■ Problem to work on ■
In the passage below about Davis and McCoo, which of the duo's songs reached No. 1 on the US Billboard Hot 100 in January 1977?

■ Reading passage ■
------------------------------------

In 1975, Davis and McCoo left the 5th Dimension and began to perform as a duo. Landing a contract with ABC Records, they recorded their 1976 debut album I Hope We Get to Love in Time. The first single was the title track, which was a moderate hit. The follow-up "You Don't Have to Be a Star (To Be in My Show)" was an even bigger hit, reaching No. 1 on the US Billboard Hot 100 in January 1977. Davis and McCoo were awarded a gold single and a gold album as well as a Grammy Award for Best R&B Performance by a Duo or Group with Vocals. Davis and McCoo were featured in an episode of the TV variety show Captain and Tennille in the 1970s. They also appeared together on The Love Boat Season 2 Episode 6 which aired on October 21, 1978. The album Marilyn and Billy featured the song "Saving All My Love for You", later turned into a number one hit by Whitney Houston. Davis starred in the musical Blues in the Night at the Old Globe Theatre. In his guest appearances on the WB's Jamie Foxx Show in the 1990s, he and McCoo played the affluent parents of Foxx's girlfriend Fancy.

In 2020, Davis and McCoo released their first new album in 30 years, Blackbird: Lennon-McCartney Icons. Entrepreneur Kathy Ireland released the album through her record label EE1. The duo said it was a civil rights movement which became a human-rights movement with a goal to encourage people to come together during trying times, as it was recorded during the COVID-19 pandemic. During an interview about the album on June 29, 2021, Questlove called McCoo and Davis "the first couple of Pop and Soul". They would later appear in Questlove's Academy Award-winning directorial debut, Summer of Soul.

Davis also appeared alongside McCoo in the 2021 documentary Summer of Soul where they reflected on their participation in and the impact of the 1969 Harlem Cultural Festival. Davis and McCoo appeared as Brother William and Sister Harriet in The Waltons: Homecoming in 2021 and A Waltons Thanksgiving in 2022 on the CW network.

== Personal life ==
Billy Davis Jr. was born in St. Louis, Missouri. Davis and McCoo have been married for more than 57 years, since July 26, 1969. In 1999, he was diagnosed with prostate cancer.

==Discography==
===with Marilyn McCoo===
Albums

| Year | Title | Chart positions |  | Certifications |
| US | US R&B |
| 1976 | I Hope We Get to Love in Time | 30 | 7 | RIAA: Gold; |
| 1977 | The Two of Us | 57 | 26 |  |
| 1978 | Marilyn & Billy | 146 | 59 |  |

Singles

Year: Title; Peak chart positions; Certifications; Album
US: US R&B; US A/C; US Dance; NZ; UK
1976: "I Hope We Get to Love in Time"; 91; 37; 9; ―; ―; ―; I Hope We Get to Love in Time
"You Don't Have to Be a Star (To Be in My Show)": 1; 1; 6; —; 5; 7; RIAA: Gold;
1977: "Your Love"; 15; 9; 21; ―; ―; ―
"Look What You've Done to My Heart": 51; 27; 29; ―; ―; ―; The Two of Us
"Wonderful": ―; 76; ―; ―; ―; ―
1978: "My Reason to Be Is You"; ―; 92; 38; ―; ―; ―
"Shine On Silver Moon": ―; 86; ―; 32; ―; ―; Marilyn & Billy
"—" denotes releases that did not chart or were not released in that territory.

------------------------------------

■ Information supplied ■

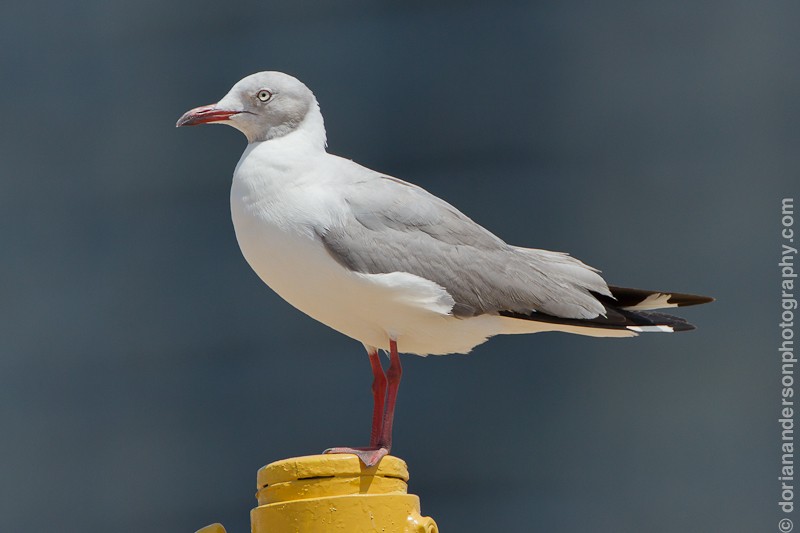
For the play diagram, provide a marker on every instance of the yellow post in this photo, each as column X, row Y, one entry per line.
column 323, row 493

------------------------------------

■ Result below ■
"You Don't Have to Be a Star (To Be in My Show)"